Document text:
++++++++++

[1]:
%matplotlib inline
from qcodes.dataset.experiment_container import new_experiment
from qcodes.dataset.experiment_container import load_by_id
from qcodes.dataset.plotting import plot_by_id
import nanotune as nt
from nanotune.model.capacitancemodel import CapacitanceModel
Capacitance model for a single dot
Initiate or set database where data should be saved. When initializing a database a new qcodes experiment needs to be created as well.
[2]:
exp_name = 'capacitance_extraction'
sample_name = 'capa_model'
db_name = 'capa_model_test.db'
nt.new_database(db_name, '.')
new_experiment(exp_name, sample_name)
Upgrading database; v0 -> v1: : 0it [00:00, ?it/s]
Upgrading database; v1 -> v2: 100%|█████████████████████████████████████████████████████| 1/1 [00:00<00:00, 498.49it/s]
Upgrading database; v2 -> v3: : 0it [00:00, ?it/s]
Upgrading database; v3 -> v4: : 0it [00:00, ?it/s]
Upgrading database; v4 -> v5: 100%|█████████████████████████████████████████████████████| 1/1 [00:00<00:00, 332.35it/s]
Upgrading database; v5 -> v6: : 0it [00:00, ?it/s]
Upgrading database; v6 -> v7: 100%|█████████████████████████████████████████████████████| 1/1 [00:00<00:00, 166.01it/s]
Upgrading database; v7 -> v8: 100%|█████████████████████████████████████████████████████| 1/1 [00:00<00:00, 499.56it/s]
Upgrading database; v8 -> v9: 100%|█████████████████████████████████████████████████████| 1/1 [00:00<00:00, 500.27it/s]
[2]:
capacitance_extraction#capa_model#1@C:\Workshop\nanotune\docs\examples\capa_model_test.db
-----------------------------------------------------------------------------------------
Initialize an instance of CapacitanceModel with three gates and one dot
[3]:
voltage_nodes = {
0: 'left_barrier',
1: 'plunger',
2: 'right_barrier',
}
charge_nodes = {
0: 'A',
}
qdot = CapacitanceModel(
'qdot',
charge_nodes=charge_nodes,
voltage_nodes=voltage_nodes,
db_name=db_name,
db_folder='.'
)
Set voltages, define capacitance matrix and calculate the corresponding ground state dot occupation. Negative electron occupations are not allowed, they are replaces with zero.
[4]:
qdot.V_v([
-1.55, # left_barrier
1, # plunger
-3.5, # right_barrier
])
# capacitances between gates and dots
qdot.C_cv(
# left_b plunger right_b
[[-0.1, -1.3, -2]],
)
print(qdot.determine_N())
[0.0]
Determine the voltage range required to sweep in order to measure specific charge states (dot occupancies)

++++++++++

Supplied information:
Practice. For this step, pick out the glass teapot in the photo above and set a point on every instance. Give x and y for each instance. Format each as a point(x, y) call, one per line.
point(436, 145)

++++++++++

Your goal: According to the capacitance model text, what happens to negative electron occupations? Rely only on the capacitance model text and leave the material out.

Correct response: They are not allowed and are replaced with zero.